Your task is to restate the data word for word.

▸ **Data for this task**
#####

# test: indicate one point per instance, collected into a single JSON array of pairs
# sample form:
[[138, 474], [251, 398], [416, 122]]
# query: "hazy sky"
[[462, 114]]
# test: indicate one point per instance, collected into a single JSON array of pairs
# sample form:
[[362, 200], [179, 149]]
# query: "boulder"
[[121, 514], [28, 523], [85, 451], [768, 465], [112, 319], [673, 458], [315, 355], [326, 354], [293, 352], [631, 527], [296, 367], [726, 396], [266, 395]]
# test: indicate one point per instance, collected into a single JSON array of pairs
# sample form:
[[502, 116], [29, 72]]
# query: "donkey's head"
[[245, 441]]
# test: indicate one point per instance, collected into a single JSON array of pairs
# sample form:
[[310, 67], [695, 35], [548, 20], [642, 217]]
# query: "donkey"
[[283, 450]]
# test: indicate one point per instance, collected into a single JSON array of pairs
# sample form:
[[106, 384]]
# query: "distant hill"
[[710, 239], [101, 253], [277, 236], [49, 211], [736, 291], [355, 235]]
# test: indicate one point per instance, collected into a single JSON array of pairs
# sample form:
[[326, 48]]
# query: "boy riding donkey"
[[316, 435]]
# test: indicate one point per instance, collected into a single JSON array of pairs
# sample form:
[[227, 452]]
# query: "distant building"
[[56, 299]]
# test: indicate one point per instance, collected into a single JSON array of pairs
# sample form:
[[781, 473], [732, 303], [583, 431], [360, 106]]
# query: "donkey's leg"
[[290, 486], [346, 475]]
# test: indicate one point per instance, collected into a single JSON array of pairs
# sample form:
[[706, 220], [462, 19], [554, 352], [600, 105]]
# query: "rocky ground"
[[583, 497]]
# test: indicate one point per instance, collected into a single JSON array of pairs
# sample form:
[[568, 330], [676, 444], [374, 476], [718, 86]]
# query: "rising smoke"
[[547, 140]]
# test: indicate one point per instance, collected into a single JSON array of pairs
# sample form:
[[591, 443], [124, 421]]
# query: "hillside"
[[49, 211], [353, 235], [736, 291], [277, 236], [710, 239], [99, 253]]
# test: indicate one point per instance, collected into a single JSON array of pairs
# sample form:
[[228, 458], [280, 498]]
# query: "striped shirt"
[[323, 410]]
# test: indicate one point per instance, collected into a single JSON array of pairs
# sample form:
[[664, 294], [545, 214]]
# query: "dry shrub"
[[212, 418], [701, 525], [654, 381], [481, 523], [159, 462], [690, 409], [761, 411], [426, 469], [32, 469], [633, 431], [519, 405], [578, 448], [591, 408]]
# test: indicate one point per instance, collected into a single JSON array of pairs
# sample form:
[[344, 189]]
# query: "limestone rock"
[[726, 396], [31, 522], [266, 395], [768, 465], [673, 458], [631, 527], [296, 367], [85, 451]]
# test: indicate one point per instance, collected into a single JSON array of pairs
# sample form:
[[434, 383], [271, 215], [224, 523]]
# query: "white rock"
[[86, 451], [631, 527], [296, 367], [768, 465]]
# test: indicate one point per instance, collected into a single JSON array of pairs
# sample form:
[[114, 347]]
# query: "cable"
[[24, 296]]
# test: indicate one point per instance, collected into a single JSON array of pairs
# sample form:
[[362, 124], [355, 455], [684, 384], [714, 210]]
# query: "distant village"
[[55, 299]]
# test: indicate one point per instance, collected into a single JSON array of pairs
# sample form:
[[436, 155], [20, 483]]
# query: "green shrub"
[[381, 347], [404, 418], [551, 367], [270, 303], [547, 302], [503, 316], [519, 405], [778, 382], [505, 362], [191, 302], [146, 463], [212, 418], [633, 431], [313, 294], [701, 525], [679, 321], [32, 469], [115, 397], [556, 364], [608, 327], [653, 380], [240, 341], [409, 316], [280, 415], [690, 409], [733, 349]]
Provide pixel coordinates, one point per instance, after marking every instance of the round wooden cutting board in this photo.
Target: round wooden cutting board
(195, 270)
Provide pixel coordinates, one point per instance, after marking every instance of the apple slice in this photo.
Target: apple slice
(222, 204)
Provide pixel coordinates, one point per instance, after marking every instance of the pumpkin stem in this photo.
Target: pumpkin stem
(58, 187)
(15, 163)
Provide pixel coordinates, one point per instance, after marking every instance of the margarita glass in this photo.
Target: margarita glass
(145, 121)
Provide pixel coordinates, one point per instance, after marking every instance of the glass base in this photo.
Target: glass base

#####

▸ **Response for this exercise**
# test: indicate one point per instance, collected into a single JSON array of pairs
# sample form:
[[138, 474], [251, 398], [416, 122]]
# query: "hazy sky"
[[462, 114]]
# test: indicate one point per instance, collected into a single JSON array of pairs
# sample form:
[[362, 200], [179, 149]]
# query: "boulder"
[[121, 514], [28, 523], [85, 451], [768, 465], [112, 319], [673, 458], [315, 355], [326, 354], [293, 352], [631, 527], [296, 367], [726, 396], [266, 395]]
# test: indicate one point per instance, collected into a single JSON array of pairs
# sample form:
[[502, 116], [29, 72]]
# query: "donkey's head"
[[245, 441]]
# test: indicate one point per instance, collected into a single JSON array of pairs
# sample form:
[[310, 67], [695, 35], [548, 20], [642, 217]]
# query: "donkey"
[[283, 450]]
# test: indicate one point per instance, collected into a single JSON array of pairs
# sample form:
[[106, 384]]
# query: "distant hill"
[[710, 239], [101, 253], [277, 236], [49, 211], [736, 291], [355, 235]]
# test: indicate one point per instance, collected into a single JSON array of pairs
# sample form:
[[326, 48]]
# query: "boy riding donkey"
[[316, 435]]
# test: indicate one point per instance, collected into a single JSON array of pairs
# sample form:
[[227, 452]]
# query: "distant building"
[[56, 299]]
# test: indicate one point per instance, collected into a single JSON array of pairs
# sample form:
[[781, 473], [732, 303], [583, 431], [360, 106]]
# query: "donkey's leg"
[[290, 486], [346, 475]]
# test: indicate one point per instance, collected into a single JSON array of pairs
# sample form:
[[706, 220], [462, 19], [554, 352], [600, 105]]
# query: "rocky ground"
[[583, 497]]
# test: indicate one point per instance, collected into a single JSON array of pairs
# sample form:
[[568, 330], [676, 444], [374, 476], [718, 86]]
# query: "rising smoke"
[[547, 140]]
# test: indicate one point per instance, collected into a single JSON array of pairs
# sample form:
[[591, 443], [124, 421]]
# query: "hillside"
[[49, 211], [353, 235], [736, 291], [277, 236], [710, 239], [99, 253]]
# test: indicate one point per instance, collected into a single JSON array of pairs
# sample form:
[[228, 458], [280, 498]]
# query: "striped shirt"
[[323, 410]]
# test: indicate one point per instance, collected into a single JSON array of pairs
# sample form:
[[664, 294], [545, 214]]
# query: "dry shrub"
[[212, 418], [701, 525], [654, 381], [481, 523], [159, 462], [690, 409], [761, 411], [426, 469], [32, 469], [633, 431], [519, 405], [578, 448], [591, 408]]
# test: indicate one point per instance, collected into a single JSON array of pairs
# sample form:
[[344, 189]]
# query: "limestone rock"
[[726, 396], [31, 522], [266, 395], [768, 465], [673, 458], [631, 527], [296, 367], [85, 451]]
# test: indicate one point per instance, collected into a single JSON array of pairs
# sample form:
[[434, 383], [271, 215], [224, 523]]
# query: "white rock"
[[86, 451], [631, 527], [296, 367], [768, 465]]
# test: indicate one point per instance, collected into a single JSON array of pairs
# sample form:
[[114, 347]]
# query: "cable"
[[24, 296]]
# test: indicate one point per instance, collected into a single JSON array of pairs
# sample form:
[[362, 124], [355, 455], [684, 384], [714, 210]]
# query: "distant village"
[[55, 299]]
# test: indicate one point per instance, collected into a single JSON array of pairs
# sample form:
[[436, 155], [20, 483]]
# query: "green shrub"
[[381, 347], [404, 418], [551, 367], [270, 303], [547, 302], [503, 316], [519, 405], [778, 382], [505, 362], [191, 302], [146, 463], [212, 418], [633, 431], [313, 294], [701, 525], [679, 321], [32, 469], [115, 397], [556, 364], [608, 327], [653, 380], [240, 341], [409, 316], [280, 415], [690, 409], [733, 349]]
Provide pixel coordinates, one point per instance, after marking every instance of the round wooden cutting board in this photo.
Target: round wooden cutting board
(195, 270)
Provide pixel coordinates, one point per instance, after marking every instance of the apple slice in this photo.
Target: apple slice
(222, 204)
Provide pixel coordinates, one point per instance, after marking every instance of the pumpkin stem in this photo.
Target: pumpkin stem
(58, 187)
(15, 163)
Provide pixel coordinates, one point per instance, after marking every instance of the margarita glass in this photo.
Target: margarita glass
(145, 121)
Provide pixel coordinates, one point per instance, after marking every instance of the glass base in this photo.
Target: glass base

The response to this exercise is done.